**Exercise requirements:**
Set the records down again. Match every line exactly.

Source data

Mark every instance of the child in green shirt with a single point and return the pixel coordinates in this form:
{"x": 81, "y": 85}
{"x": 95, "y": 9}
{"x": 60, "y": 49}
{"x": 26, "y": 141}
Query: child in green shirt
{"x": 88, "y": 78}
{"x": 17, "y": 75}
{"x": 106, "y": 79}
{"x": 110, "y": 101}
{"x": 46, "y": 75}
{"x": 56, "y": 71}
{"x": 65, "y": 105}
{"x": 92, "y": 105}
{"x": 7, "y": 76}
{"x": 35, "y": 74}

**Written reply:**
Mark every instance of the child in green shirt with a single point and return the pixel coordinates in this form:
{"x": 81, "y": 85}
{"x": 95, "y": 9}
{"x": 60, "y": 49}
{"x": 26, "y": 141}
Query: child in green shirt
{"x": 88, "y": 78}
{"x": 17, "y": 75}
{"x": 106, "y": 79}
{"x": 110, "y": 101}
{"x": 46, "y": 75}
{"x": 56, "y": 71}
{"x": 65, "y": 105}
{"x": 92, "y": 105}
{"x": 7, "y": 76}
{"x": 35, "y": 74}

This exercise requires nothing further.